TASK PROMPT.
Resume the article on the tunable graphene superlattice below, writing on from its final sentence.

DOCUMENT SEGMENT.
——————
A Tunable Graphene Superlattice with Deformable Periodical Nano-Gating

Abstract

Graphene superlattices have simple and controllable electronic band structures, which can also be electrostatically tuned. They have been widely studied for band engineering and strong correlated physics, and have led to the discovery of a variety of exciting phenomena. To experimentally study the physics of graphene superlattices in a systematic way, it is desirable to control the structure parameters, which barely exist at the moment, onsite. Here, a tunable superlattice with graphene and a deformable gating structure is demonstrated. The period and duty cycle of the nano-gating, and furthermore of the superlattice potential, can be tuned through altering the shape of the gating structure with piezo-actuators, offering a tunable band structure. The tuning of the electronic band structures of both a two-dimensional and a one-dimensional superlattice is demonstrated with numerical simulations, offering a new approach for tunable electronic and photonic devices.

1. Introduction

Superlattices (SLs) can be used as an artificial crystal for electrons. Unlike in natural crystals, where the period and the strength of the potential field are fixed, the parameters of the potential field in an SL can be designed and manipulated. Therefore, SLs offer an effective approach to constructing and controlling the energy band structure of electrons. Recently, it has been found that graphene is an ideal material for creating synthetic band structures using SL patterning. As a 2-dimensional (2D) material, graphene possesses surface electrons, which can be easily manipulated with an external potential field. Furthermore, due to its linear band dispersion at low energy, graphene SLs (GSL) show peculiar properties, especially the cyclic flattening/unflattening of the Dirac cone as the strength of the SL potential field increases, along with the flat energy band induced by it [1,2,3]. These are highly tunable flat bands in which the group velocity of electrons is zero and the density of states is large, resulting in strong electron correlations [4]. Strong correlations make it possible to achieve many many-body ground states. Up to now, unconventional superconductivity [5], correlated isolator behavior [6], unconventional ferroelectricity [7], ferromagnetism [8,9] and the quantum anomalous Hall effect [8,9,10] have been demonstrated with GSLs. Although GSLs have been widely studied in recent years, most of the reported GSLs have fixed structure parameters, and in situ structure parameter tuning methods are lacking for GSLs. This poses difficulties in both experimental and theoretical studies of GSLs and limits their potential for application. Experimentally, the restricted available parameter space cannot provide a broad view of the relationship between the band structure and strong correlations; theoretically, the lack of systematic measurement data makes it impossible to identify the essential degrees of freedom to capture the physics [4].
——————
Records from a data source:
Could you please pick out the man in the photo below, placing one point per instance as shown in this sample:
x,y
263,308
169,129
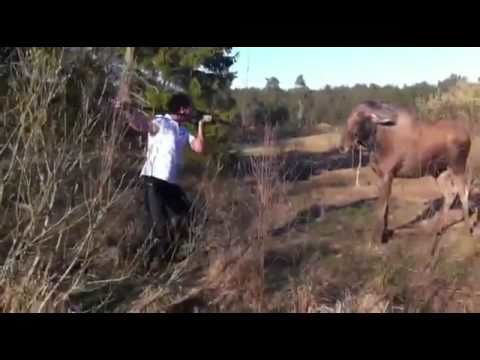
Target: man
x,y
167,137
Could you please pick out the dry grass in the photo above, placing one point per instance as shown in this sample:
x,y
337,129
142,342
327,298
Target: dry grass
x,y
71,233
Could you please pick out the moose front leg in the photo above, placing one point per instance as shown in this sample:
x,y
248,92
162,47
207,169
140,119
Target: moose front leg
x,y
384,190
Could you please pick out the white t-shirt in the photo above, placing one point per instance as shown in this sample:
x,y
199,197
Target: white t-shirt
x,y
165,149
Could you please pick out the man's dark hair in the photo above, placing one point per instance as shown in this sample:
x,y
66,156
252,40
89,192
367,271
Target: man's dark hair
x,y
177,101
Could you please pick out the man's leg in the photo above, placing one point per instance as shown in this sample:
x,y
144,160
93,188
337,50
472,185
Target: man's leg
x,y
179,213
157,216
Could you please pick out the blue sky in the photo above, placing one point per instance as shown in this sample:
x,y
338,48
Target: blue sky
x,y
348,66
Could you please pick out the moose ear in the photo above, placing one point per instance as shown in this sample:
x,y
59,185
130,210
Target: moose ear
x,y
383,120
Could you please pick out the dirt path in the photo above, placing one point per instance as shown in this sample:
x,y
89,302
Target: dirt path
x,y
327,244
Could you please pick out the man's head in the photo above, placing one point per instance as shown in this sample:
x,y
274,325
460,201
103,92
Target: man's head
x,y
180,107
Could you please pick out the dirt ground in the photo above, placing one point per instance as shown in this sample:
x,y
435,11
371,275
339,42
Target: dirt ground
x,y
325,246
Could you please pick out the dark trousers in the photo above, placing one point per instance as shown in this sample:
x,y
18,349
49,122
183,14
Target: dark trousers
x,y
167,209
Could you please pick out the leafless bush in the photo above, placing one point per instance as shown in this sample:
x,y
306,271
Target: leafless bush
x,y
58,184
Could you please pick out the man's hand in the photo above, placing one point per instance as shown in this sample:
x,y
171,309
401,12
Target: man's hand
x,y
206,119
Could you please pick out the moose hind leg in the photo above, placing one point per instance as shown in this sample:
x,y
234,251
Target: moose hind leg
x,y
384,189
447,185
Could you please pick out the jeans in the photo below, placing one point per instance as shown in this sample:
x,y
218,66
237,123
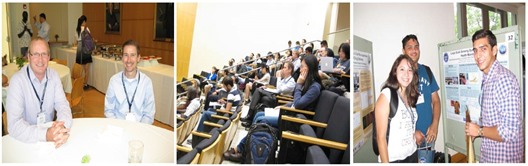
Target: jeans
x,y
259,118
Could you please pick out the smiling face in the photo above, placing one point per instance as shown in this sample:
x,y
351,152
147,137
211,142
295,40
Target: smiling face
x,y
39,57
130,58
404,73
412,48
484,54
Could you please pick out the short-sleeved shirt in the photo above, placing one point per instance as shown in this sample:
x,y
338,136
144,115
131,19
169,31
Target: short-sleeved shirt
x,y
401,142
234,98
426,86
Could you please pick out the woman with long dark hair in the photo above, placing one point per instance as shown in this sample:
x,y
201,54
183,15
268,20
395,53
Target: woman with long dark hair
x,y
401,145
82,58
306,94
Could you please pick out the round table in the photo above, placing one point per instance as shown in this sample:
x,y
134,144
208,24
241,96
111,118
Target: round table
x,y
63,71
104,140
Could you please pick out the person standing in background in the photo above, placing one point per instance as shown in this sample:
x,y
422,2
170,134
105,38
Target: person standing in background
x,y
43,26
24,34
82,58
428,104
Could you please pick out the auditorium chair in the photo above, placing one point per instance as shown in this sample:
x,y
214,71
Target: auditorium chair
x,y
335,138
208,146
190,157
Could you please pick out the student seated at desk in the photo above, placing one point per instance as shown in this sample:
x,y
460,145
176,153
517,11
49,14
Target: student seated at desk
x,y
285,86
233,100
192,102
306,94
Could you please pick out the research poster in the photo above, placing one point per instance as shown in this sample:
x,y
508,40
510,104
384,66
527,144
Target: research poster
x,y
463,79
363,97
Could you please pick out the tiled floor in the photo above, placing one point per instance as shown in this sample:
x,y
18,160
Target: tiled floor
x,y
92,106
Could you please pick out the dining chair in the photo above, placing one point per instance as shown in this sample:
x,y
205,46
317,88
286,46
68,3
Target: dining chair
x,y
75,98
77,71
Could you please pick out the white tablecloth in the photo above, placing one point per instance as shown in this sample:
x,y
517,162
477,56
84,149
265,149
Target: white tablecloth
x,y
63,71
102,69
86,138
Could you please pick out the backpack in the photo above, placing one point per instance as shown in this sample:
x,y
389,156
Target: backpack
x,y
261,145
87,42
393,108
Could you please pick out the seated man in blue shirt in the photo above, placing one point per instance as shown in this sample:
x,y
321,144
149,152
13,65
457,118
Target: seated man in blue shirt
x,y
35,95
130,95
233,100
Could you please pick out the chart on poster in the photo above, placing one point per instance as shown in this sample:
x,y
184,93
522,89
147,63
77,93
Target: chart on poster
x,y
363,91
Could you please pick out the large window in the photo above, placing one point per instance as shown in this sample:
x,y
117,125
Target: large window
x,y
470,17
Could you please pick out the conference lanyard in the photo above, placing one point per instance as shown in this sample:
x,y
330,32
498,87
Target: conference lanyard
x,y
126,93
35,90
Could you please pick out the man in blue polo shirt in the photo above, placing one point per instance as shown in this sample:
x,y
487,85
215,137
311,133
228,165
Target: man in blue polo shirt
x,y
428,104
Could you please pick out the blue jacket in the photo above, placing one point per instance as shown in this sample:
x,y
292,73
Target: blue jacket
x,y
308,101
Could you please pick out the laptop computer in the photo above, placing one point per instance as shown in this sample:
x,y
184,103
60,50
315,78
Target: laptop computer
x,y
327,64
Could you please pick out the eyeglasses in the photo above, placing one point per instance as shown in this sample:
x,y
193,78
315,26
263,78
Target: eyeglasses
x,y
44,54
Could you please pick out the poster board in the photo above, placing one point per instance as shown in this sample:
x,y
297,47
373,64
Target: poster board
x,y
364,100
460,82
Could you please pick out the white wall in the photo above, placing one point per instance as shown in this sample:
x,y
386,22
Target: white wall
x,y
5,41
234,30
385,25
62,17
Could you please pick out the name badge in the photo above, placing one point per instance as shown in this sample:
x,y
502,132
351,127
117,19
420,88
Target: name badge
x,y
41,119
131,117
420,99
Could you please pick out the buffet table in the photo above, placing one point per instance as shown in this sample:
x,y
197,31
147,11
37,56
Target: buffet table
x,y
103,140
102,69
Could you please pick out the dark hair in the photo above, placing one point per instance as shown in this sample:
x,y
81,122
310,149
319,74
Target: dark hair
x,y
308,49
485,33
131,43
227,81
215,70
346,49
42,15
79,23
264,66
324,43
192,93
392,81
407,38
313,72
290,65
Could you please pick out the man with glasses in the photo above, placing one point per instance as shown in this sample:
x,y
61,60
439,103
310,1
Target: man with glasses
x,y
35,94
130,95
502,129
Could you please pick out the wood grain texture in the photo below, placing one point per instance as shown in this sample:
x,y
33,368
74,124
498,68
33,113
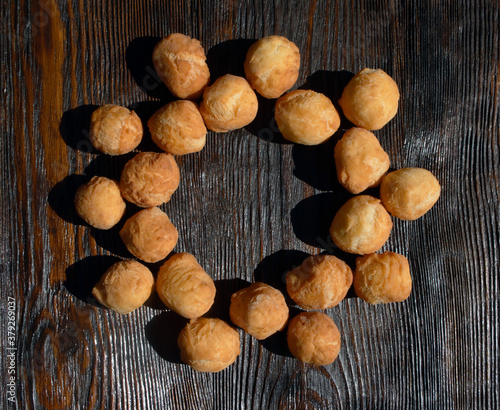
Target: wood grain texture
x,y
249,207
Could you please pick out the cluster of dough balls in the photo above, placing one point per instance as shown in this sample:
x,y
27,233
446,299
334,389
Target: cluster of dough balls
x,y
361,226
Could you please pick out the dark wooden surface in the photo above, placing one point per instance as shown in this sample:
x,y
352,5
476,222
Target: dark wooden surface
x,y
249,207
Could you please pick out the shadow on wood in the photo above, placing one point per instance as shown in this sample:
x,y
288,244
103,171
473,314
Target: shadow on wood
x,y
75,128
311,218
264,125
82,276
225,288
228,57
162,332
62,195
139,59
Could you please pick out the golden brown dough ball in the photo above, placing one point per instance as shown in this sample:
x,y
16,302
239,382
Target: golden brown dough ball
x,y
125,286
272,66
149,235
382,278
100,203
208,345
409,193
306,117
320,282
313,337
370,99
178,128
115,130
184,286
361,225
180,62
149,179
360,160
260,310
228,104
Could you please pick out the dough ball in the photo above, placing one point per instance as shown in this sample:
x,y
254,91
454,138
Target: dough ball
x,y
320,282
382,278
272,66
184,286
178,128
260,310
125,286
360,160
313,337
100,203
228,104
149,179
208,345
306,117
361,225
115,130
370,99
149,235
180,62
409,193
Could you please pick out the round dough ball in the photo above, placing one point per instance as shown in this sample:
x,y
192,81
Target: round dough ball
x,y
409,193
260,310
382,278
180,62
313,337
361,225
272,66
184,286
149,235
178,128
306,117
149,179
115,130
370,99
320,282
360,160
100,203
228,104
208,345
125,286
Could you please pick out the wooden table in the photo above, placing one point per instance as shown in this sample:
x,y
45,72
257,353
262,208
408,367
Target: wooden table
x,y
249,207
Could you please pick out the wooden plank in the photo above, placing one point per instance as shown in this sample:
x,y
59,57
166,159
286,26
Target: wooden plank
x,y
249,207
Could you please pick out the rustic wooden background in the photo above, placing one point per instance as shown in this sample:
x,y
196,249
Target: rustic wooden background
x,y
249,206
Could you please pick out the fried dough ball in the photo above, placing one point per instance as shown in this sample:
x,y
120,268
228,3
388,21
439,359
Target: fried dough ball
x,y
259,309
272,66
360,160
180,62
228,104
382,278
370,99
361,225
115,130
149,179
149,235
313,337
125,286
184,286
100,203
320,282
208,345
409,193
178,128
306,117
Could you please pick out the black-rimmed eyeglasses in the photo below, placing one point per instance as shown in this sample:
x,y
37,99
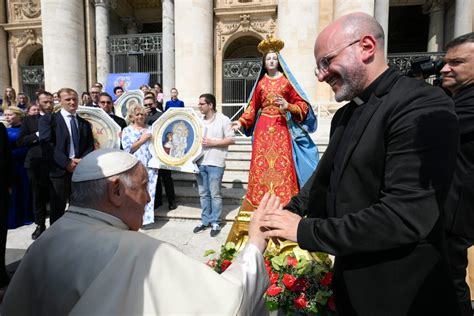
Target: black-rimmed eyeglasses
x,y
325,61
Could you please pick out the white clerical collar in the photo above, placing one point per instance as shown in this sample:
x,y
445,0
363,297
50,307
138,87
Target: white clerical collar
x,y
358,101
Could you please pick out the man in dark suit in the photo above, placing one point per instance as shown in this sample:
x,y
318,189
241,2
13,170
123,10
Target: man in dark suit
x,y
65,138
35,162
376,199
106,104
458,78
164,175
6,180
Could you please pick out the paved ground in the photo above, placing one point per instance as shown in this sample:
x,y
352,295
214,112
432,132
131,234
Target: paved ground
x,y
175,227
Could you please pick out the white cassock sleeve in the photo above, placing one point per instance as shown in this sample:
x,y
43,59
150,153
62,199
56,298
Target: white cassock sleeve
x,y
175,284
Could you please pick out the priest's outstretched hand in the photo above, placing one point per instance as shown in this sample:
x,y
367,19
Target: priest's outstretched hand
x,y
278,222
256,228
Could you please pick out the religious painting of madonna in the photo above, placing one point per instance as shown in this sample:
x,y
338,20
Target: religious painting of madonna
x,y
104,129
125,101
177,139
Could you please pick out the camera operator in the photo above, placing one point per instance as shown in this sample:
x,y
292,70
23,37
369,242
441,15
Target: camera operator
x,y
458,78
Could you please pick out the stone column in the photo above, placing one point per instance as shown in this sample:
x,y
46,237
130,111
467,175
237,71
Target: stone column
x,y
168,50
64,49
343,7
299,41
381,15
435,8
102,32
5,72
194,55
132,26
463,17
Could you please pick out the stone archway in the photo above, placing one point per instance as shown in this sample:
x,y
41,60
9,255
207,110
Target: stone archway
x,y
240,68
237,26
32,72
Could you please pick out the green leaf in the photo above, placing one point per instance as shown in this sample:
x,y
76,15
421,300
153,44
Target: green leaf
x,y
279,260
272,306
209,252
230,245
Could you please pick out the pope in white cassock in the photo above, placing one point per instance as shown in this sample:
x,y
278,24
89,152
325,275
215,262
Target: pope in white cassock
x,y
93,261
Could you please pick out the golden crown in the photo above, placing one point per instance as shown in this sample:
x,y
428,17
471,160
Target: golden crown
x,y
270,44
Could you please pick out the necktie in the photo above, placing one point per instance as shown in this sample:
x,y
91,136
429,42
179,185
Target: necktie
x,y
74,134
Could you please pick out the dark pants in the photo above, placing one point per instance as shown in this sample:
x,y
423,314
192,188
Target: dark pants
x,y
60,192
165,177
457,254
39,184
4,200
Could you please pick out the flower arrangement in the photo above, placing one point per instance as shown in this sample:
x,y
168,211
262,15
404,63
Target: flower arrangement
x,y
300,282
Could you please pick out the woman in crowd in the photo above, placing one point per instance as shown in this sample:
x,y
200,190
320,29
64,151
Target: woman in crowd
x,y
136,139
23,101
9,98
32,109
279,117
159,96
20,212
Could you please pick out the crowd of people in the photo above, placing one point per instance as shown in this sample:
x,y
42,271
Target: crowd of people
x,y
391,198
35,186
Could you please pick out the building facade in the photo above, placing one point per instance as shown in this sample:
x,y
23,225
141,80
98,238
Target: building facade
x,y
198,45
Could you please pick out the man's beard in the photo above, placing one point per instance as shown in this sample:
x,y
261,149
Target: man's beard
x,y
352,83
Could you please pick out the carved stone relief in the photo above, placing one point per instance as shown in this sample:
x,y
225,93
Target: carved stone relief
x,y
224,29
21,10
20,39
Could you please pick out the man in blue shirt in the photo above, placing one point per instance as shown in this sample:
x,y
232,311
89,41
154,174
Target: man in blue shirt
x,y
174,102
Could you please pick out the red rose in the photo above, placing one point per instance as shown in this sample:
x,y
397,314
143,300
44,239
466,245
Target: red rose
x,y
269,271
301,285
225,264
274,290
274,277
327,279
291,261
289,281
300,302
331,304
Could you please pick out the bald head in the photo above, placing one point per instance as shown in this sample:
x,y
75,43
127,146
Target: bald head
x,y
350,54
351,27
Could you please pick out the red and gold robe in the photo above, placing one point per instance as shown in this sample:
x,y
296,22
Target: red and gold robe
x,y
272,167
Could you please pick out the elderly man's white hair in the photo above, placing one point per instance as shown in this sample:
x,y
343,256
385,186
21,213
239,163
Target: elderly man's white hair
x,y
96,170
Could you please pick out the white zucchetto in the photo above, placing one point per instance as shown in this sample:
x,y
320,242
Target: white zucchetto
x,y
103,163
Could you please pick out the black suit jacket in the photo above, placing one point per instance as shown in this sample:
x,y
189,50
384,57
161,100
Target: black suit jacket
x,y
6,168
120,121
386,228
28,138
55,141
460,202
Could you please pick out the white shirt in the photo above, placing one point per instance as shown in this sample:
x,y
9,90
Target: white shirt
x,y
89,263
66,116
216,128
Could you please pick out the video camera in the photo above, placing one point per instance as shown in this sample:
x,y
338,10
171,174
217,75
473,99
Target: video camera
x,y
425,67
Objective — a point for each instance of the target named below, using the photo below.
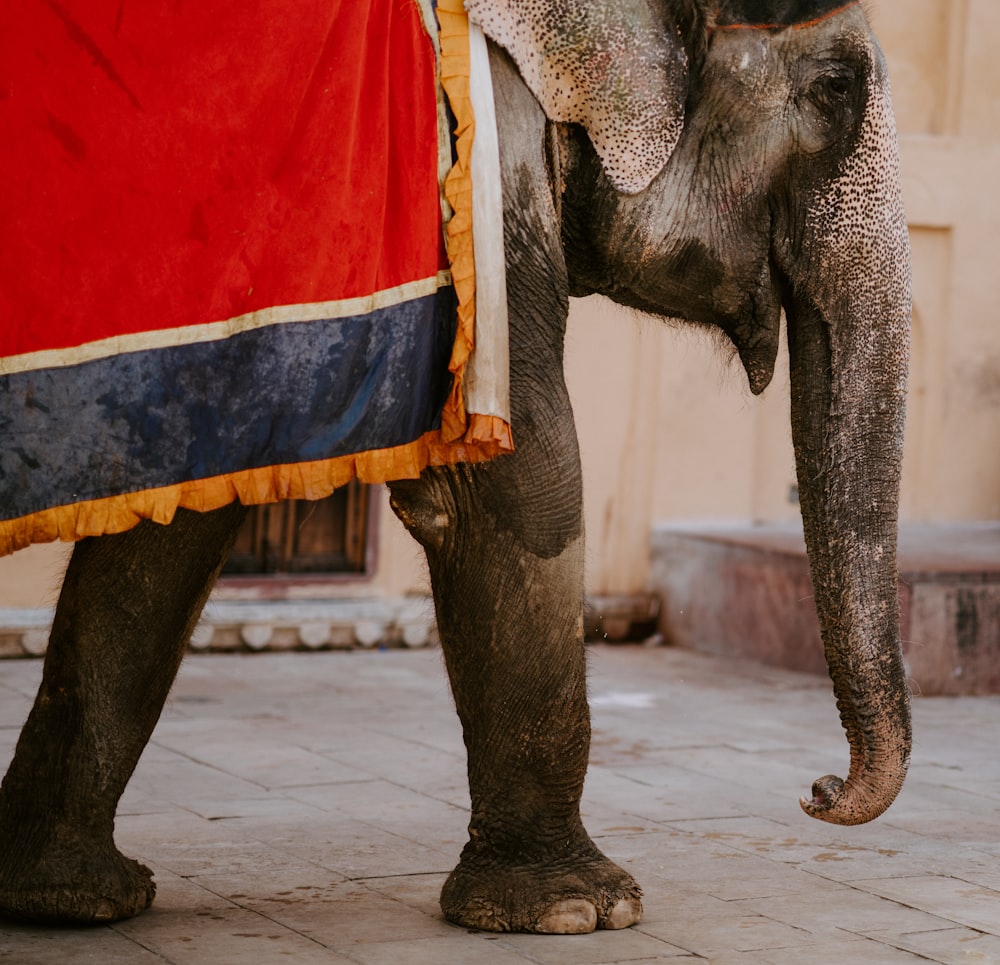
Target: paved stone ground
(306, 808)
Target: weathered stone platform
(746, 591)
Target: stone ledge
(236, 625)
(746, 591)
(273, 625)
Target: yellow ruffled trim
(307, 480)
(463, 437)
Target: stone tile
(952, 946)
(437, 951)
(28, 945)
(321, 798)
(951, 898)
(192, 926)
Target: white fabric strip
(487, 377)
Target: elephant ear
(617, 68)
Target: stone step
(746, 591)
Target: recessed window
(305, 536)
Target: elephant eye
(831, 88)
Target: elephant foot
(72, 886)
(560, 896)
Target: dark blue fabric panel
(289, 393)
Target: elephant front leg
(506, 561)
(128, 605)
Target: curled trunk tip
(855, 801)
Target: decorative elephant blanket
(225, 273)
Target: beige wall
(668, 428)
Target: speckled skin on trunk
(774, 186)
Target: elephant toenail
(574, 916)
(626, 912)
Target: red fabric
(166, 164)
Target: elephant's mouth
(702, 291)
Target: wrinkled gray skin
(781, 191)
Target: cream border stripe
(217, 331)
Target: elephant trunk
(848, 446)
(849, 327)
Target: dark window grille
(304, 536)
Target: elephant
(720, 162)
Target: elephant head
(720, 162)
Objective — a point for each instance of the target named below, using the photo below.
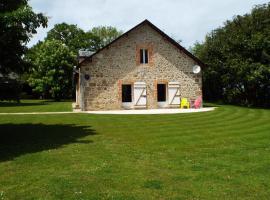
——————
TASK RESPONSE.
The reported structure parameter tunable GSLs are all based on twisted GSLs. An atomic force microscope (AFM) or a polymer gel handle can be used to tune the twistable angle of bilayer graphene or the angle between the h-BN layer and monolayer graphene [11,12,13]. In addition, the effective twist angle of bilayer graphene can be modulated using the longitudinal electric fields available in a waveguide [14]. For all these approaches, both the achievable structure parameter range and the unit cell shape are determined and limited by twisted GSLs.

In this paper, a tunable GSL based on deformable periodical nano-gating is proposed. It is inspired by the deformability of conformal graphene supported with polydimethylsiloxane (PDMS) [15,16]. The period of the nano-gating and the contact area between the gating unit cell and the dielectric layer can be adjusted by applying a force on the gating with piezoceramics (PZT). Therefore, both the period and the duty cycle of the GSL can be tuned onsite.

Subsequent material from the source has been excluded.